EXERCISE
Send each entry back exactly as given, pictures excluded.

DATA EXCERPTS
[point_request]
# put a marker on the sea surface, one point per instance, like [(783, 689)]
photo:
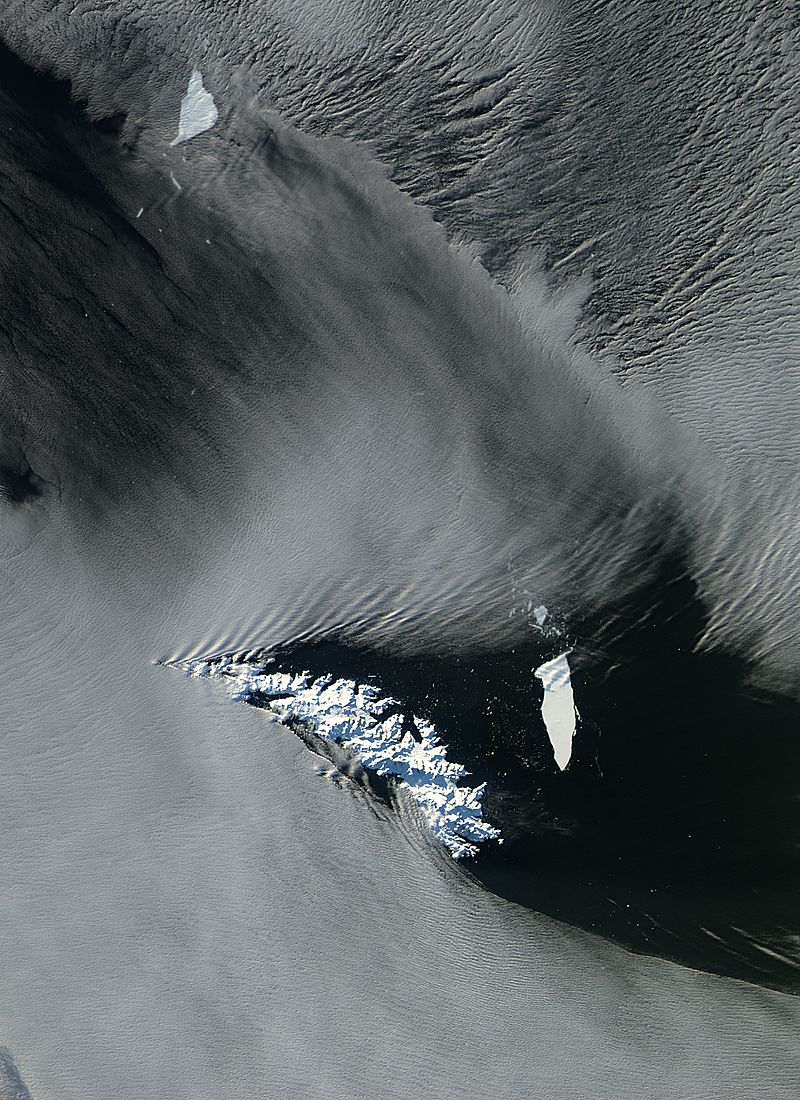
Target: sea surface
[(416, 349)]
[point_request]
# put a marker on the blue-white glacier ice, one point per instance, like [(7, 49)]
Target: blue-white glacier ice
[(372, 729)]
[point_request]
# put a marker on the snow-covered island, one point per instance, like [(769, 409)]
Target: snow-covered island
[(374, 732)]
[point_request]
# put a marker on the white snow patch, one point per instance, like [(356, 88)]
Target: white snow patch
[(198, 110), (355, 716), (558, 707)]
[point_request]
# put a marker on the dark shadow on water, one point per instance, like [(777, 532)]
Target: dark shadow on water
[(674, 831)]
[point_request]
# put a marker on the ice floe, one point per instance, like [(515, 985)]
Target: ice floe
[(198, 110), (558, 707)]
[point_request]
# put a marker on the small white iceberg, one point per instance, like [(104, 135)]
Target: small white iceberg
[(558, 707), (372, 729), (198, 110)]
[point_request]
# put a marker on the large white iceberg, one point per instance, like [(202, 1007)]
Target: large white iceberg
[(198, 110), (373, 732)]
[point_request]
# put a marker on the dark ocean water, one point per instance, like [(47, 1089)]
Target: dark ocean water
[(450, 312), (672, 831)]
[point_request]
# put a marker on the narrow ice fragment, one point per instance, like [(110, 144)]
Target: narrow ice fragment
[(558, 708), (198, 110)]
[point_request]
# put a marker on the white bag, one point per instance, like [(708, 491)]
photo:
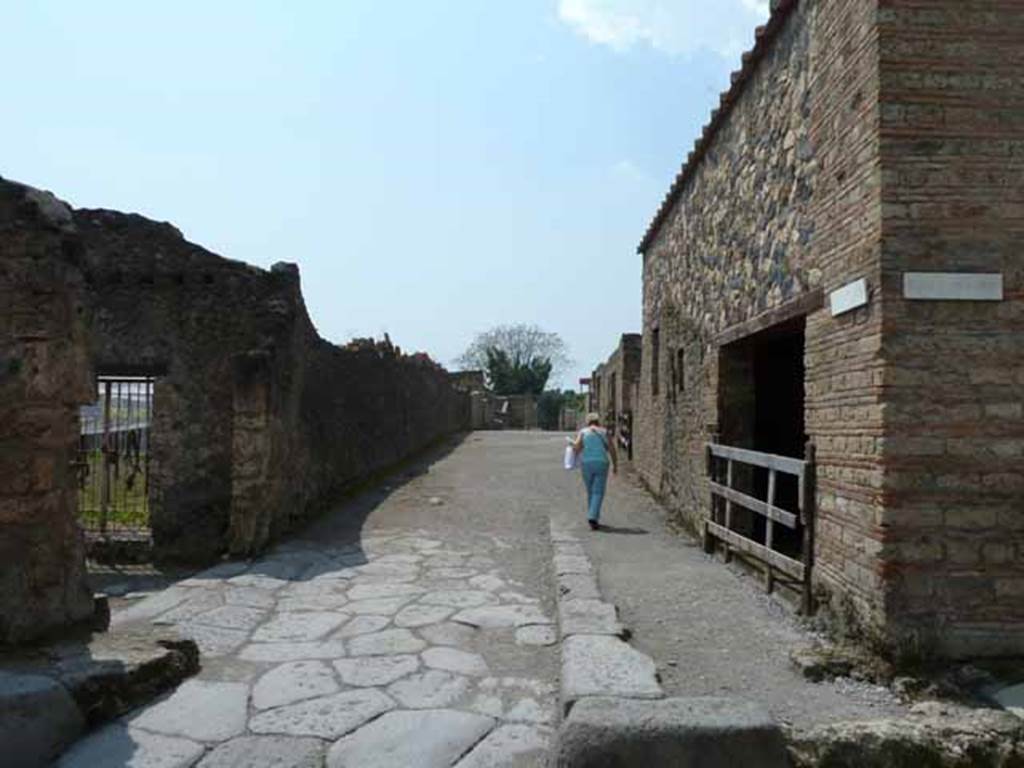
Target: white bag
[(570, 457)]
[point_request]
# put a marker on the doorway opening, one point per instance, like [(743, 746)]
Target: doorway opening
[(761, 401), (114, 476)]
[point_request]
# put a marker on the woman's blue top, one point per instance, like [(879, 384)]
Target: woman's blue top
[(594, 446)]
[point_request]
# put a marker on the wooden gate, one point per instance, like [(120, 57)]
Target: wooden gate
[(719, 528)]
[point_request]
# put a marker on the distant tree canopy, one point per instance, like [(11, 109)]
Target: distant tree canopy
[(550, 404), (517, 359)]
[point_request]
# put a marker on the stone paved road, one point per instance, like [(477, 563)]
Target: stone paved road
[(413, 626)]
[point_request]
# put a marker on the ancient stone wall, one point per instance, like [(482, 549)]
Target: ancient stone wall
[(952, 159), (619, 385), (778, 206), (257, 421), (861, 140), (44, 377)]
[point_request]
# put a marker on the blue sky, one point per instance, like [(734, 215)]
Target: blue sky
[(434, 168)]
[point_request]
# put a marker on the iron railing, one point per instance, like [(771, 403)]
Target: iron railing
[(114, 455)]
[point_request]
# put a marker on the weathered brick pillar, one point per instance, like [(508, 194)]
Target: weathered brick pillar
[(251, 449), (44, 376)]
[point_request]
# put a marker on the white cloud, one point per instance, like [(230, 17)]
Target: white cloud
[(675, 27)]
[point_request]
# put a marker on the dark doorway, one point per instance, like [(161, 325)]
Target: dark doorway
[(761, 407)]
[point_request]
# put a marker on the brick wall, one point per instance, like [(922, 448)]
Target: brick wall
[(952, 158), (44, 376), (619, 379), (257, 421), (861, 140), (779, 205)]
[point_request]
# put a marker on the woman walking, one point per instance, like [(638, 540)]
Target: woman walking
[(596, 452)]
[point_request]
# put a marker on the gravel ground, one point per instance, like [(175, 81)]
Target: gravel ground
[(711, 628)]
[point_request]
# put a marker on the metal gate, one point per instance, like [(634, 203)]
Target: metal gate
[(114, 459)]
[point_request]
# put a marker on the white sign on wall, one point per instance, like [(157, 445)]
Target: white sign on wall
[(952, 287), (850, 296)]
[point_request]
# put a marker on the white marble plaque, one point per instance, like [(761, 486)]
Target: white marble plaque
[(952, 287), (850, 296)]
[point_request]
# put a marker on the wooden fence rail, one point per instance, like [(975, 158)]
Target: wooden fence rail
[(725, 498)]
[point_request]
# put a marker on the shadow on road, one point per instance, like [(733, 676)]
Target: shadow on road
[(604, 528)]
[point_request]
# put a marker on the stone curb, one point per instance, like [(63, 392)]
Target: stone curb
[(700, 732), (596, 659), (49, 697), (613, 709)]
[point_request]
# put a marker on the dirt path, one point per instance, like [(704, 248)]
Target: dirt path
[(710, 628), (412, 626), (415, 625)]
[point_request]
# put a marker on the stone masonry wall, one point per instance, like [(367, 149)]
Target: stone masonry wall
[(619, 379), (862, 140), (257, 421), (163, 305), (44, 377), (781, 205), (952, 158)]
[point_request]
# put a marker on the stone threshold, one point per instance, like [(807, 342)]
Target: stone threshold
[(51, 695)]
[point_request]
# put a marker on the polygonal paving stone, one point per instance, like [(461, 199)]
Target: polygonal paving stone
[(368, 671), (398, 571), (299, 627), (487, 704), (384, 606), (216, 574), (278, 652), (119, 747), (492, 616), (384, 589), (451, 572), (329, 717), (458, 598), (232, 617), (509, 747), (578, 587), (153, 606), (249, 596), (423, 544), (199, 601), (266, 752), (570, 564), (199, 710), (293, 682), (487, 582), (387, 642), (453, 659), (448, 634), (537, 634), (528, 711), (324, 603), (421, 615), (213, 641), (363, 626), (588, 617), (519, 599), (408, 559), (259, 581), (399, 739), (428, 689)]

TASK ANSWER
[point_request]
# put a marker on the sea surface, one point per instance, like [(783, 689)]
photo:
Target: sea surface
[(416, 349)]
[point_request]
# put a marker on the blue-white glacier ice, one point per instance, like [(7, 49)]
Target: blue-white glacier ice
[(372, 729)]
[point_request]
# put a marker on the snow-covered island, one point per instance, like [(769, 409)]
Target: snow-covered island
[(374, 732)]
[point_request]
# put a marker on the white snow patch, one point per instance, like [(356, 88)]
Target: white snow patch
[(198, 110), (355, 716), (558, 707)]
[point_request]
# put a marker on the dark shadow on water, one point per instance, like [(777, 532)]
Target: dark shadow on water
[(674, 831)]
[point_request]
# put a marker on the ice floe, one point per instance, like [(515, 985)]
Target: ice floe
[(198, 110), (558, 707)]
[point_request]
# put a marker on the small white iceberg, one point per instance, like [(104, 135)]
Target: small white iceberg
[(558, 707), (372, 729), (198, 110)]
[point_request]
# put a marker on the large white iceberg, one point per instance, like [(202, 1007)]
Target: large white iceberg
[(198, 110), (373, 732)]
[point_request]
# put a marker on the dark ocean water, one point per instance, like [(47, 1089)]
Target: dark ocean water
[(450, 312), (672, 831)]
[point_request]
# put a marker on the narrow ice fragment, one point per instance, like [(110, 144)]
Target: narrow ice fragment
[(558, 708), (198, 110)]
[point_request]
# put a marker on the white bag, one point per instance, like [(708, 491)]
photo:
Target: white bag
[(570, 457)]
[point_request]
# put a marker on the doorway opening, one point per instance, like [(743, 746)]
Target: doorway opening
[(761, 401), (114, 476)]
[point_request]
# put a marker on the woman's blue top, one point per instance, like [(879, 384)]
Target: woman's blue top
[(594, 446)]
[point_request]
# put a marker on the wooden gate, one point per instance, like [(120, 57)]
Target: wooden gate
[(719, 528)]
[point_request]
# put a marker on the distant tree canopy, one point per instance, like [(11, 109)]
Target: distant tree canopy
[(550, 404), (517, 359)]
[point_request]
# put a marker on the stone paved road, one point per instance, like [(477, 563)]
Target: stone paved road
[(413, 626)]
[point_request]
# put a marker on the ancient stone wall, one point per instance, like [(482, 549)]
Target: ancient stone wall
[(952, 159), (619, 385), (778, 206), (257, 421), (861, 140), (44, 377)]
[point_request]
# put a marker on the blue sky, one point per instance, like [(734, 215)]
Target: blue sky
[(434, 168)]
[point_request]
# put a marker on the iron railing, one point per instance, like [(771, 403)]
Target: iron railing
[(114, 455)]
[point_request]
# put a marker on the weathered brick pillar, one point per instance, like [(508, 194)]
Target: weathered brick pillar
[(251, 449), (44, 376)]
[point_request]
# put a marker on the white cloud, one point per instance, like [(230, 17)]
Target: white cloud
[(675, 27)]
[point_request]
# put a marker on the dark doorway, one point per instance, like [(161, 325)]
Target: dark doorway
[(761, 407)]
[point_request]
# put a marker on the brick wall, one point per instance, like [(922, 448)]
Target: brick wall
[(952, 158), (44, 376), (619, 379), (257, 421), (861, 140), (779, 205)]
[point_request]
# put a marker on the woman walking, one point per instance, like [(638, 540)]
Target: woman walking
[(596, 452)]
[point_request]
# put a marker on the gravel ground, one point per instance, like [(175, 81)]
Target: gravel ground
[(711, 628)]
[point_request]
# put a marker on the metal gate, one point per instance, like [(634, 203)]
Target: metal gate
[(114, 459)]
[point_request]
# put a marker on the white sign on wall, one point per instance, like [(157, 445)]
Target: white sign on wall
[(952, 287), (850, 296)]
[point_request]
# put a marker on the white marble plaque, one point per instance, like [(761, 486)]
Target: white marble plaque
[(952, 287), (850, 296)]
[point_request]
# put a marker on the wooden fence rail, one point per instance, like [(975, 158)]
Target: wooden fence rail
[(725, 498)]
[point_request]
# put a marker on the shadow on road, one point per instance, like [(733, 676)]
Target: shadow on road
[(604, 528)]
[point_request]
# put a marker on the stone curb, one point per instance, like [(63, 392)]
Target: stone curb
[(700, 732), (596, 659), (49, 697), (613, 709)]
[point_request]
# put a marker on the dirt path, one point per instance, like [(704, 248)]
Target: dirt path
[(710, 628), (412, 626), (415, 625)]
[point_request]
# put a marker on the stone masonry wall, one point per instance, like [(367, 149)]
Target: stone masonry wall
[(619, 379), (862, 140), (257, 421), (163, 305), (44, 377), (781, 205), (952, 158)]
[point_request]
# put a marker on the stone threshold, one point per instance, like [(807, 342)]
Target: stone threshold
[(51, 695)]
[point_request]
# put a marker on the polygonal paving stone, one point per instance, like [(461, 199)]
Target: polygonal paving stone
[(368, 671), (398, 571), (299, 627), (487, 704), (384, 606), (216, 574), (278, 652), (119, 747), (492, 616), (384, 589), (451, 572), (329, 717), (458, 598), (232, 617), (509, 747), (578, 587), (153, 606), (249, 596), (423, 544), (199, 601), (266, 752), (570, 564), (199, 710), (293, 682), (487, 582), (387, 642), (453, 659), (448, 634), (537, 634), (528, 711), (324, 603), (421, 615), (213, 641), (363, 626), (588, 617), (519, 599), (408, 559), (259, 581), (399, 739), (428, 689)]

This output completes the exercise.